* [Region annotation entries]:

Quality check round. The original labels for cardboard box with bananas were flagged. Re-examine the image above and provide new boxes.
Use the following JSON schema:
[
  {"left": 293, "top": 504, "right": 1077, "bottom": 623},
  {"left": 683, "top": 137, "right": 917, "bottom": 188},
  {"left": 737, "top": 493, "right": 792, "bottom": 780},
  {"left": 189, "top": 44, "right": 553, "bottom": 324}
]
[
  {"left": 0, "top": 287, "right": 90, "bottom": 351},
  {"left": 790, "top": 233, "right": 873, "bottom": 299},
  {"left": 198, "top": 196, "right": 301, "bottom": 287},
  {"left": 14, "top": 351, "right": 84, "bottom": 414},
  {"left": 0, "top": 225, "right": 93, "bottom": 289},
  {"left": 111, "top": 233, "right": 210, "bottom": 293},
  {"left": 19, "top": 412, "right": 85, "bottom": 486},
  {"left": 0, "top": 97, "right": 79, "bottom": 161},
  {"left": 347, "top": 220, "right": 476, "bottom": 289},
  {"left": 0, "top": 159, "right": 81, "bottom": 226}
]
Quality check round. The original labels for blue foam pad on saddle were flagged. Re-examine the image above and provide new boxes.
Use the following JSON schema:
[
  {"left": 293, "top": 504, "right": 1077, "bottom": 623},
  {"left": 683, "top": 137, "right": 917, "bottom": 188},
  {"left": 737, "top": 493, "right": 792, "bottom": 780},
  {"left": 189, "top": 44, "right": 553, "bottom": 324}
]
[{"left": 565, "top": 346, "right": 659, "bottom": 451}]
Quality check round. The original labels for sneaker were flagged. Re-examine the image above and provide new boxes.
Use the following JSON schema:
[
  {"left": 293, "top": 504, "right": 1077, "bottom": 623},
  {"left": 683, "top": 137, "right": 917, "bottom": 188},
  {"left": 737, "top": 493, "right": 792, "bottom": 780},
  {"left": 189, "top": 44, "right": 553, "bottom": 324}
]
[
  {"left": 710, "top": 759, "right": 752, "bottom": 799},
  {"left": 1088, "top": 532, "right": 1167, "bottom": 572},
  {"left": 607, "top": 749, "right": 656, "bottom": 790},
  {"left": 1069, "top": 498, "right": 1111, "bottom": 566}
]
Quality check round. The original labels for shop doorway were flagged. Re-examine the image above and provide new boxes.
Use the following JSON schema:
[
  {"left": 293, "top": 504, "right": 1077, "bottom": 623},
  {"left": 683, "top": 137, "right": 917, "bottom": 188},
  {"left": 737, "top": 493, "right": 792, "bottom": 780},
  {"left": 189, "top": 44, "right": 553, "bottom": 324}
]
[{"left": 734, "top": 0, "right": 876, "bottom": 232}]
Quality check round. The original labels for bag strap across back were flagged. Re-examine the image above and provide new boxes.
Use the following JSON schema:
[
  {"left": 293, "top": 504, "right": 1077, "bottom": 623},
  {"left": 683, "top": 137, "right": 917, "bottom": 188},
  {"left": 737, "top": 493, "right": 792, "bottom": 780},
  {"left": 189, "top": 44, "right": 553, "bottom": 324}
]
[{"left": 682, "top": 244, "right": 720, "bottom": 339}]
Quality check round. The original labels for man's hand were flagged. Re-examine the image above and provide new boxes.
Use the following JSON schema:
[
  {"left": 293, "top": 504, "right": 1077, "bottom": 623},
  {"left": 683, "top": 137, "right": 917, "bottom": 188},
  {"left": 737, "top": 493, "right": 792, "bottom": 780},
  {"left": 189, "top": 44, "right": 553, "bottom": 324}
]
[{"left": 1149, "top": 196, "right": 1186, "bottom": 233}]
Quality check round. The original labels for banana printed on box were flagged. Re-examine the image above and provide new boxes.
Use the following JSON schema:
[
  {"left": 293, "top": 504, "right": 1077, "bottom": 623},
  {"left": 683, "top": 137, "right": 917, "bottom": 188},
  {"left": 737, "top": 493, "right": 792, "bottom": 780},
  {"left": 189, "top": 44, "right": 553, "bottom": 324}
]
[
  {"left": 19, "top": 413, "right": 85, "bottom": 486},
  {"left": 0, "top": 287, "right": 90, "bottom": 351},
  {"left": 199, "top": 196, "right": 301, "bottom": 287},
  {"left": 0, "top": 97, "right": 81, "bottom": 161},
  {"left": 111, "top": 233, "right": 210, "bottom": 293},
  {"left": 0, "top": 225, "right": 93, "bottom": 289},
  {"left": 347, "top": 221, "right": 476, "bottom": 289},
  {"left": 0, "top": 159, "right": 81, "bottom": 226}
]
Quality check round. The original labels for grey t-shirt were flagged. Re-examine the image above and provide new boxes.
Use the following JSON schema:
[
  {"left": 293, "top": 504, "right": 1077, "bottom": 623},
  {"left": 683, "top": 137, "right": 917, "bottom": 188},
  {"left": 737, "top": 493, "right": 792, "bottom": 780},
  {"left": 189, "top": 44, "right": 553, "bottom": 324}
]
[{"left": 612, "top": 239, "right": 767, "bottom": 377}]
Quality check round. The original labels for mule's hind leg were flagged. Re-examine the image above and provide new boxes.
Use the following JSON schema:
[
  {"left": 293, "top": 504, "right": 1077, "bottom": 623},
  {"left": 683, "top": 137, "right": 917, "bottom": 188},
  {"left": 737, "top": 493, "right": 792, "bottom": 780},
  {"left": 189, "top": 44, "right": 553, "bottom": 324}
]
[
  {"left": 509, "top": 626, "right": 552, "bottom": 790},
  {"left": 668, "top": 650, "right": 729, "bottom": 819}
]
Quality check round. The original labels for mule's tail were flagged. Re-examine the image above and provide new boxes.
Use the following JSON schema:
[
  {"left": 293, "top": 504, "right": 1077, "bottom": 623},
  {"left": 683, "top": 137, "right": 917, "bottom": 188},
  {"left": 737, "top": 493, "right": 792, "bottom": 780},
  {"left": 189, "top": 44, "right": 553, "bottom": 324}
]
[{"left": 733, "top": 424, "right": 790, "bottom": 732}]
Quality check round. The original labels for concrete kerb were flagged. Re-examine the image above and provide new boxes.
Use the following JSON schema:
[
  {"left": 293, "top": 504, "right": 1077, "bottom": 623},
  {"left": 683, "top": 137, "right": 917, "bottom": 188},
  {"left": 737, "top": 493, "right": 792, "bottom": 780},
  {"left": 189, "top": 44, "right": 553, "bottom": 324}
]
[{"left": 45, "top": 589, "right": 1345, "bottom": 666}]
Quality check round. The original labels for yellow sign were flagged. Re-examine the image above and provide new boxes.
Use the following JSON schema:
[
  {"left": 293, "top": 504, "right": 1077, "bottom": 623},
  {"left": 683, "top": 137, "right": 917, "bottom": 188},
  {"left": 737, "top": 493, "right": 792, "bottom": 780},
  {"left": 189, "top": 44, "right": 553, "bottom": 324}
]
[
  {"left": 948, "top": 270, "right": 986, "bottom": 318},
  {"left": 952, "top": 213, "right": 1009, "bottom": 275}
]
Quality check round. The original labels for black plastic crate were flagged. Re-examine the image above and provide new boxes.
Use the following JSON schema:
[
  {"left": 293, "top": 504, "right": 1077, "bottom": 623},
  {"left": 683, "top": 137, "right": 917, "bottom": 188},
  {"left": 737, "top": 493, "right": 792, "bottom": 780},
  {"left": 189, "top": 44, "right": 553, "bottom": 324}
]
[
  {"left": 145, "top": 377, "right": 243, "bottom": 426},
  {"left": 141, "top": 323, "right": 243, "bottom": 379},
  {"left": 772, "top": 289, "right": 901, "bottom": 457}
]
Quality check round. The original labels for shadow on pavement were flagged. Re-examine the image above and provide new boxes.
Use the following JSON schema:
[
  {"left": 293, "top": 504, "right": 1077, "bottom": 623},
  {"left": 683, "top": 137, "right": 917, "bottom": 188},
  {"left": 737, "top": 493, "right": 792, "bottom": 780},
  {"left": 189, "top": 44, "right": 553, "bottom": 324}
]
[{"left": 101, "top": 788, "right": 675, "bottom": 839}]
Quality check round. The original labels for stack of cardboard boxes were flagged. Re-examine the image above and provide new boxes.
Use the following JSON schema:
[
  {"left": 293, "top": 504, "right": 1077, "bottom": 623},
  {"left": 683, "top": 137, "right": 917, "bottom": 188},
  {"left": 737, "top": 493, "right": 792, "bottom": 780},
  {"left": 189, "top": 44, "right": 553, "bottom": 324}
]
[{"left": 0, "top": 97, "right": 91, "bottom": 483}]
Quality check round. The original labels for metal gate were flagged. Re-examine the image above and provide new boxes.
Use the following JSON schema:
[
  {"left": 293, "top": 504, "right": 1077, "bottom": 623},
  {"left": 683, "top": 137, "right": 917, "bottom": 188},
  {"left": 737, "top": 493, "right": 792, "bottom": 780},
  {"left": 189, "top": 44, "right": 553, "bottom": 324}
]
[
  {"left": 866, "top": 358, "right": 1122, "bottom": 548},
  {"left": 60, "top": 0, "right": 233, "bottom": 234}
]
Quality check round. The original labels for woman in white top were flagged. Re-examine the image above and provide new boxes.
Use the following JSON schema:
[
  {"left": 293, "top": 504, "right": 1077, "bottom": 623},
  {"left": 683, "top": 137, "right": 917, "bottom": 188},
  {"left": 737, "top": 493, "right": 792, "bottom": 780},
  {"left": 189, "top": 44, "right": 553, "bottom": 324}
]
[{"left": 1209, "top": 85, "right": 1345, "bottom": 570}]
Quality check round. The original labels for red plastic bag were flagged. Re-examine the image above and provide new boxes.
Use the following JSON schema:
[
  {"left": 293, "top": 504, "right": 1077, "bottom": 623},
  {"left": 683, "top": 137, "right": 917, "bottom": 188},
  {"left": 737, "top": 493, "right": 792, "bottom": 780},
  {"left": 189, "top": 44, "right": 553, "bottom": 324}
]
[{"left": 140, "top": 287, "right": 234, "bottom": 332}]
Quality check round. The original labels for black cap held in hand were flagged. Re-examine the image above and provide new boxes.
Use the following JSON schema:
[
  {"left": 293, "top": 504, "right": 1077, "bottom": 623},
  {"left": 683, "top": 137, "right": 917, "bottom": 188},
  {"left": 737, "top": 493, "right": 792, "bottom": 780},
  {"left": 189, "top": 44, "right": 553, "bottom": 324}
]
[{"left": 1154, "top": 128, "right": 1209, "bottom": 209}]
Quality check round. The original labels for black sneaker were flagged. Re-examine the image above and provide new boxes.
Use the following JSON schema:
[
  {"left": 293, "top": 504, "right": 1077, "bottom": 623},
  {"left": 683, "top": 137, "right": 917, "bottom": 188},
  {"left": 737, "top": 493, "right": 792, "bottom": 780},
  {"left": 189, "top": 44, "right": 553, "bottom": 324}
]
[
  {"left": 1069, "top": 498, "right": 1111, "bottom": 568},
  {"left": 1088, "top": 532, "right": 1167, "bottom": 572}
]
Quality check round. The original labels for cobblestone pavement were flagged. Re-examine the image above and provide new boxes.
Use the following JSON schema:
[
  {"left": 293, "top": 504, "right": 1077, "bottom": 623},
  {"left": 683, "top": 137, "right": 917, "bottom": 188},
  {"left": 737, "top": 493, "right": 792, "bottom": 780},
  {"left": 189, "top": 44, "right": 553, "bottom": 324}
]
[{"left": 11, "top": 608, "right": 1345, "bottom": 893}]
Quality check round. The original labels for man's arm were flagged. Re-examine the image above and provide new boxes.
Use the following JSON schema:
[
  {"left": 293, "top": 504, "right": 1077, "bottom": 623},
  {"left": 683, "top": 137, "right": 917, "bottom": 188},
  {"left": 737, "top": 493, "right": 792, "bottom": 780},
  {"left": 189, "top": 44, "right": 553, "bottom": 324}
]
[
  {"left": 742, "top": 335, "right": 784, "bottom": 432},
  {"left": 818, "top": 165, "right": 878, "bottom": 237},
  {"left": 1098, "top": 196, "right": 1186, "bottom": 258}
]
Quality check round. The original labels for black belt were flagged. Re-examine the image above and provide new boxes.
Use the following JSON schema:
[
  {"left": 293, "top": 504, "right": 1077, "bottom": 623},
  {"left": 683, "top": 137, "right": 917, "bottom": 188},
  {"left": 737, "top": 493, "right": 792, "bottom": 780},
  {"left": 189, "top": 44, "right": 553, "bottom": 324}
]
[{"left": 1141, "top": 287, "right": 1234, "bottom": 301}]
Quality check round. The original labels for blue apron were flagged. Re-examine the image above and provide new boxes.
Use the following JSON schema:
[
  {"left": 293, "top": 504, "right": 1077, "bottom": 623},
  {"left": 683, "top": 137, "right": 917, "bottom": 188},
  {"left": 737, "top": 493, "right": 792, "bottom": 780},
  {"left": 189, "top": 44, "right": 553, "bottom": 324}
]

* [GIVEN REQUEST]: Show each line in the data above that contains the string "hand", treating uppercase and lowercase letters as different.

* [SOLUTION BELOW]:
Quality check round. The original labels for man's hand were flagged. Re-examine the image above and provide new boxes.
Quality check round. The original labels for black cap held in hand were flagged. Re-examine the image above and provide new boxes.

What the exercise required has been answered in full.